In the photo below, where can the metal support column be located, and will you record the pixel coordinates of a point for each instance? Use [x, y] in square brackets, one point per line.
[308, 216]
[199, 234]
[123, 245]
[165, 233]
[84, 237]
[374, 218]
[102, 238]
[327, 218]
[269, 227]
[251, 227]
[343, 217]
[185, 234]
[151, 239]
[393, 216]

WHAT IS EXPECTED: After reading the lines above, reproduce them all exactly.

THE COMPLETED TASK:
In the photo below, where can the metal support column be located, and will you record the pixel coordinates of a point for each instance? Use [x, y] in square brackets, one point per line.
[308, 216]
[199, 234]
[123, 245]
[165, 233]
[84, 237]
[374, 218]
[102, 238]
[327, 218]
[269, 227]
[251, 227]
[343, 217]
[185, 234]
[151, 239]
[393, 216]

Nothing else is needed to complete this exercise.